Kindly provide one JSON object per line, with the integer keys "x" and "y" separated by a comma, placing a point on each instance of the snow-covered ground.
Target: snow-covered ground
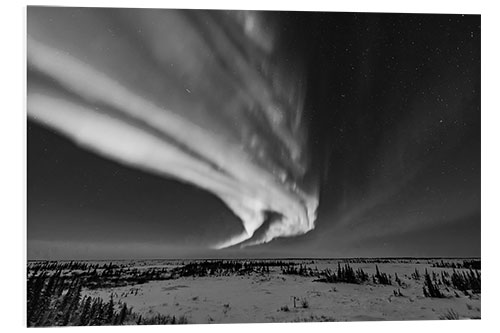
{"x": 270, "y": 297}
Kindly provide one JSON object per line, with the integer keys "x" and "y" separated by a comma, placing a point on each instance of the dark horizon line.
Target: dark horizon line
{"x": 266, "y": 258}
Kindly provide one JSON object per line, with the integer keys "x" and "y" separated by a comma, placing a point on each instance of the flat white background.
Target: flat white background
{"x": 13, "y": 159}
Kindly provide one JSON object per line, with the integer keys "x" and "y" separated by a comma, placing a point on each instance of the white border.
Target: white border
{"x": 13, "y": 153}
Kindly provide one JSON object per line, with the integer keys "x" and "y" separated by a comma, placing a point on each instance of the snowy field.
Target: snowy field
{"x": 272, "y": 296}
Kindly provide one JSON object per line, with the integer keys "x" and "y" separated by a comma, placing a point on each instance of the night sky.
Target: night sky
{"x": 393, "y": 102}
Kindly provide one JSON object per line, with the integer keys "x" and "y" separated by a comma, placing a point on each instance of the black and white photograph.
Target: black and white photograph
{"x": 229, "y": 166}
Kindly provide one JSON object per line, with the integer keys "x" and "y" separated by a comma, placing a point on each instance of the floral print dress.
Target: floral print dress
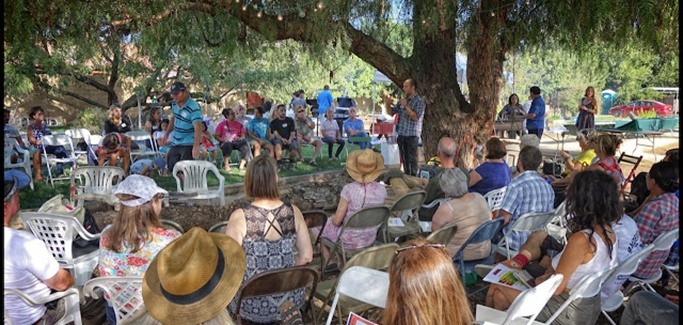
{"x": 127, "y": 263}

____________

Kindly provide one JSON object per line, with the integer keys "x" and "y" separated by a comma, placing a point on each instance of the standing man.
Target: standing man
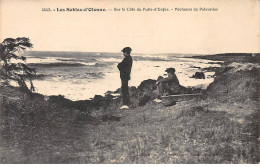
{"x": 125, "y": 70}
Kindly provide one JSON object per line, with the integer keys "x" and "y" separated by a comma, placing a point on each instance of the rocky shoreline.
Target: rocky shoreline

____________

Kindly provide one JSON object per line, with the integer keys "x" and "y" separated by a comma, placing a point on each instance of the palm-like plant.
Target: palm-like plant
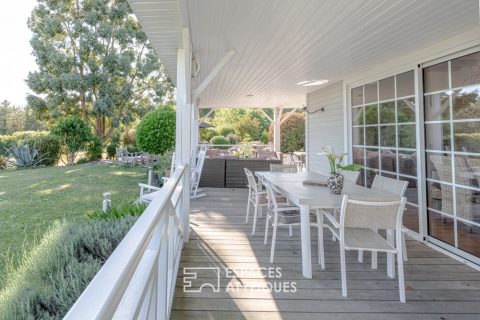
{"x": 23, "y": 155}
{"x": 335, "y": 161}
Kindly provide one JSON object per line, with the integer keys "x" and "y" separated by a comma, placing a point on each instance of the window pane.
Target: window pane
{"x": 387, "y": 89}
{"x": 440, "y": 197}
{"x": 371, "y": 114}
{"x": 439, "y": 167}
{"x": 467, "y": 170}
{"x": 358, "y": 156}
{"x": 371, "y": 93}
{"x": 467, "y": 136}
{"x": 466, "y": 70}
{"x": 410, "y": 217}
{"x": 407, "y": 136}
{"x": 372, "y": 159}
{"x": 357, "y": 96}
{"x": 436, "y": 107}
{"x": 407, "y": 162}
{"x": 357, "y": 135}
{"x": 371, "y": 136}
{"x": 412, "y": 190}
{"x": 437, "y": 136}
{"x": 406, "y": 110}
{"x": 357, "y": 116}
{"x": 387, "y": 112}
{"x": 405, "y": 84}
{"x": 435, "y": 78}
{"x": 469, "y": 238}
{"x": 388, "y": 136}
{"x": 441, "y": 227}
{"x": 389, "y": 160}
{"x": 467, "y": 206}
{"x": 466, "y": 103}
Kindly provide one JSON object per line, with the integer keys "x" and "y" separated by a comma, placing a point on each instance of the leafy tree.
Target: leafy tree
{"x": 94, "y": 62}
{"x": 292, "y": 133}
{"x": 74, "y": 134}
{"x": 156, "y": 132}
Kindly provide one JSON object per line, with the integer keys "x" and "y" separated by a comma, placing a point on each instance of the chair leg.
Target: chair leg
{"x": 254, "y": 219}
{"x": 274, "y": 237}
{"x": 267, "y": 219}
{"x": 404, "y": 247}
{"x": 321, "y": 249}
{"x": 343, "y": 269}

____________

_PROBLEM TO SOLVE_. List each line from the rows above that contains the string "covered".

_FINISHED EXERCISE_.
Kindly provide one JSON object per line, with the integer keys "x" and "y" separated by a comma, placing a point on each instance of the snow-covered ground.
Target: snow-covered ground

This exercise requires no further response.